(Records from a data source)
**********
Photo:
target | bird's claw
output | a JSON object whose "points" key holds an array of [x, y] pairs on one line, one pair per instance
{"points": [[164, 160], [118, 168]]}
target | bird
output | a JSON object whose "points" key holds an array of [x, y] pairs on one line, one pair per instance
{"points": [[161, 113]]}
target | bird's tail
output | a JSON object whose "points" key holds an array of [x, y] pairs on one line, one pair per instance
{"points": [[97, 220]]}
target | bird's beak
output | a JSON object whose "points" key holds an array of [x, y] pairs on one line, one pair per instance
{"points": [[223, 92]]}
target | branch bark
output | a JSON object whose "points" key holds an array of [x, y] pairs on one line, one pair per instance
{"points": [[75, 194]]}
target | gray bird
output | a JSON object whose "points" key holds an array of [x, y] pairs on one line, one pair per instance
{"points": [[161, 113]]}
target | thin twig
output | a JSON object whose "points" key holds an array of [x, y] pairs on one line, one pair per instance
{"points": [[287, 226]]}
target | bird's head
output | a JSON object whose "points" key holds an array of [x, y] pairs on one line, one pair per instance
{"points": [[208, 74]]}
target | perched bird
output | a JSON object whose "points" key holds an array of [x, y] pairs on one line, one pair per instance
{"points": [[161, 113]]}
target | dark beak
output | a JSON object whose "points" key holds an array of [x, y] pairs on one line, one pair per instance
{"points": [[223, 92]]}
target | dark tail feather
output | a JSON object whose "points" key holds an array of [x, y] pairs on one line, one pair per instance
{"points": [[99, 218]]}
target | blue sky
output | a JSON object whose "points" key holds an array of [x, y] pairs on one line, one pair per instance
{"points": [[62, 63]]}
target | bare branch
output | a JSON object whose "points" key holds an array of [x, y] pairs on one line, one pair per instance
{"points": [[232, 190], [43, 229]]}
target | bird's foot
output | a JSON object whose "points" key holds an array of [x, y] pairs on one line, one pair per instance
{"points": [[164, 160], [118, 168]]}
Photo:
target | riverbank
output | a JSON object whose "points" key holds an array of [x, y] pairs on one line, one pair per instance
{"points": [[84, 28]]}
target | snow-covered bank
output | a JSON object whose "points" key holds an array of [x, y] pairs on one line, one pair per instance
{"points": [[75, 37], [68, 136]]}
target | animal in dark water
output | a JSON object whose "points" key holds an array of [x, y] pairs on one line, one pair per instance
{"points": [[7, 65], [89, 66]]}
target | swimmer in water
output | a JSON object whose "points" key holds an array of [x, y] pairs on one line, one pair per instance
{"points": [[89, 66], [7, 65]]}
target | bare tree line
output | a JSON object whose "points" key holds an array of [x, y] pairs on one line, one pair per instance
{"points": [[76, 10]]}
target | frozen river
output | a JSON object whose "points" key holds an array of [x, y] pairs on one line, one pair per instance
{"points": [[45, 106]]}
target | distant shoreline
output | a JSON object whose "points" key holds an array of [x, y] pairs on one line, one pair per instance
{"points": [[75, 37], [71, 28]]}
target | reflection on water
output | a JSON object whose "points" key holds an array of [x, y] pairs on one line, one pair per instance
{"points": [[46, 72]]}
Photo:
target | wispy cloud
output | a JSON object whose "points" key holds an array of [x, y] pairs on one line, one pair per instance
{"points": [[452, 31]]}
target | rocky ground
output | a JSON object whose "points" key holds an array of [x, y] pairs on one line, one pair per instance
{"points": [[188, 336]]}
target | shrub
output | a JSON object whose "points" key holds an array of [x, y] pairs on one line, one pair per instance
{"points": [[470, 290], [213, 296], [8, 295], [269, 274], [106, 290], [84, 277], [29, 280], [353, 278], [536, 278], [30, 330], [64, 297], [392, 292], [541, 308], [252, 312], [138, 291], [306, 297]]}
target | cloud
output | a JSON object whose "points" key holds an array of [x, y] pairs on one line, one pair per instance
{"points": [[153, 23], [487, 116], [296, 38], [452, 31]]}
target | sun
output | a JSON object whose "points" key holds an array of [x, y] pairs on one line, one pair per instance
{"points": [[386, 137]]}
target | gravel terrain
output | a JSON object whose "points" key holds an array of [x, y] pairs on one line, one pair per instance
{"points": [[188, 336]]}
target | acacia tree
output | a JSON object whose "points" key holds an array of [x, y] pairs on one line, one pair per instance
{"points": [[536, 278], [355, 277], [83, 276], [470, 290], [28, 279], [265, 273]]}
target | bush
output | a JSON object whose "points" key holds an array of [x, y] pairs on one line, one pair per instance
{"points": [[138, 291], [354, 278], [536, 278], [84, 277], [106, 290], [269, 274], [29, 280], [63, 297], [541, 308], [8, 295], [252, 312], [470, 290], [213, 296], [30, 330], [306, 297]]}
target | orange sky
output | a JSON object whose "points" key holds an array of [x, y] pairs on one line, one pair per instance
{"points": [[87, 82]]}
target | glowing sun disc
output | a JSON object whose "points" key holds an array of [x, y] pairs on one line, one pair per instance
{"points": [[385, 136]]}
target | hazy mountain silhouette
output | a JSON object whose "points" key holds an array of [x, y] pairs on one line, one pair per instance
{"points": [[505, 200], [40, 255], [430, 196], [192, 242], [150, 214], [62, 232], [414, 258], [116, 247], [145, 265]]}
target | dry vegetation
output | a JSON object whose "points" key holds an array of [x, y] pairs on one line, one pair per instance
**********
> [Task directions]
Print the data in full, with each line exactly as given.

> [Answer for the task]
Photo:
target | bird's claw
output | a JSON object whose "points" key holds an array of [x, y] pairs on one line, one pair per instance
{"points": [[164, 160], [118, 168]]}
target | bird
output | a JSON object whose "points" key holds an array of [x, y] pairs on one line, one pair per instance
{"points": [[161, 113]]}
target | bird's tail
output | a JSON object whose "points" key holds an array of [x, y] pairs on one line, one pair per instance
{"points": [[97, 220]]}
target | bird's beak
output | a JSON object whose "points" key holds an array of [x, y] pairs on one line, one pair per instance
{"points": [[223, 92]]}
target | branch bark
output | a JSON object whose "points" key holds an array of [x, y] pairs on one line, one pair per instance
{"points": [[75, 194]]}
target | gray bird
output | a JSON object whose "points" key holds an array of [x, y] pairs on one line, one pair per instance
{"points": [[161, 113]]}
target | thin twig
output | a JSON object whose "points" key holds an array of [x, y] pairs on one line, one pair per instance
{"points": [[287, 226]]}
target | bird's head
output | a JSON object whose "points" key holds an array of [x, y] pairs on one line, one pair per instance
{"points": [[208, 74]]}
target | perched bird
output | a JSON object whose "points" key holds an array of [x, y] pairs on one line, one pair per instance
{"points": [[161, 113]]}
target | dark beak
output | a JSON object whose "points" key holds an array of [x, y] pairs on one line, one pair per instance
{"points": [[223, 92]]}
target | dark tail feather
output | a JSON object whose "points" key holds an array of [x, y] pairs on one line, one pair per instance
{"points": [[99, 218]]}
target | blue sky
output | a JSON object whose "points" key holds an array of [x, y] pairs on one line, one pair per instance
{"points": [[62, 63]]}
target | bare branch
output | a JSON object whose "points" key holds an array of [x, y] pairs on one line, one pair per instance
{"points": [[232, 190], [43, 229]]}
target | bird's foot
output | a JSON object whose "points" key holds an array of [x, y] pairs on one line, one pair per instance
{"points": [[164, 160], [118, 168]]}
Photo:
target | riverbank
output | a JSON object whose "points" key holds an array of [x, y] pairs on one line, one pair per instance
{"points": [[84, 28]]}
target | snow-covered bank
output | a JSON object whose "points" key holds an array of [x, y] pairs on one line, one pair per instance
{"points": [[75, 37], [68, 136]]}
target | animal in dark water
output | a JSON object whose "points" key holds an array of [x, y] pairs on one line, one pair per instance
{"points": [[7, 65], [89, 66]]}
target | swimmer in water
output | a JSON object whose "points" key holds an array of [x, y] pairs on one line, one pair per instance
{"points": [[89, 66], [7, 65]]}
target | bare tree line
output | a JSON object whose "points" key holds an array of [x, y] pairs on one line, one pair per instance
{"points": [[76, 10]]}
target | frozen river
output | a JSON object whose "points" key holds an array of [x, y] pairs on one line, one pair per instance
{"points": [[45, 106]]}
target | distant shoreline
output | a JSON object whose "points" key holds an array of [x, y] pairs on one line, one pair per instance
{"points": [[75, 37], [71, 28]]}
target | reflection on water
output | a JSON object whose "points" key holds an array of [x, y] pairs on one line, one pair per instance
{"points": [[46, 72]]}
Photo:
target | wispy cloud
output | a JSON object whose "points" key holds an array of [x, y] pairs on one line, one pair per instance
{"points": [[452, 31]]}
target | rocky ground
output | a JSON object whose "points" key holds an array of [x, y] pairs on one line, one pair per instance
{"points": [[188, 336]]}
target | shrub
output | a JSON object whose "points" key holds an array of [x, y] pairs on one line, one pair per instance
{"points": [[470, 290], [213, 296], [8, 295], [269, 274], [106, 290], [84, 277], [29, 280], [353, 278], [536, 278], [30, 330], [64, 297], [392, 292], [541, 308], [252, 312], [138, 291], [306, 297]]}
target | cloud
output | a JSON object whose "points" key holds an array of [x, y] pairs on one line, one pair per instance
{"points": [[153, 23], [487, 116], [296, 38], [452, 31]]}
target | sun
output | a JSON object whose "points" key holds an array of [x, y] pairs on one line, one pair per instance
{"points": [[386, 137]]}
target | gravel terrain
output | a JSON object whose "points" key holds an array of [x, y] pairs on one line, one pair per instance
{"points": [[188, 336]]}
target | acacia tree
output | a JSON object whose "points" key holds an array of [x, y] pairs on one line, one pair per instance
{"points": [[536, 278], [355, 277], [83, 276], [470, 290], [28, 279], [265, 273]]}
target | bush
output | a JSON object whose "points" key holds an array of [x, y] pairs on one line, one pair per instance
{"points": [[138, 291], [354, 278], [536, 278], [84, 277], [106, 290], [269, 274], [29, 280], [63, 297], [541, 308], [8, 295], [252, 312], [470, 290], [213, 296], [30, 330], [306, 297]]}
target | orange sky
output | a JSON object whose "points" key holds an array of [x, y] pairs on one line, one pair per instance
{"points": [[87, 82]]}
target | glowing sun disc
output | a JSON object whose "points" key holds an array of [x, y] pairs on one line, one pair per instance
{"points": [[385, 136]]}
target | hazy mountain silhouette
output | a JSON object whose "points" key holds an array of [x, y] pairs on one line, one pair per instance
{"points": [[505, 200], [40, 255], [430, 196], [192, 242], [150, 214], [62, 232], [414, 258], [116, 247], [145, 265]]}
target | dry vegetation
output | a JSON object whose "points" key holds an array of [x, y] pairs on one line, one pair per instance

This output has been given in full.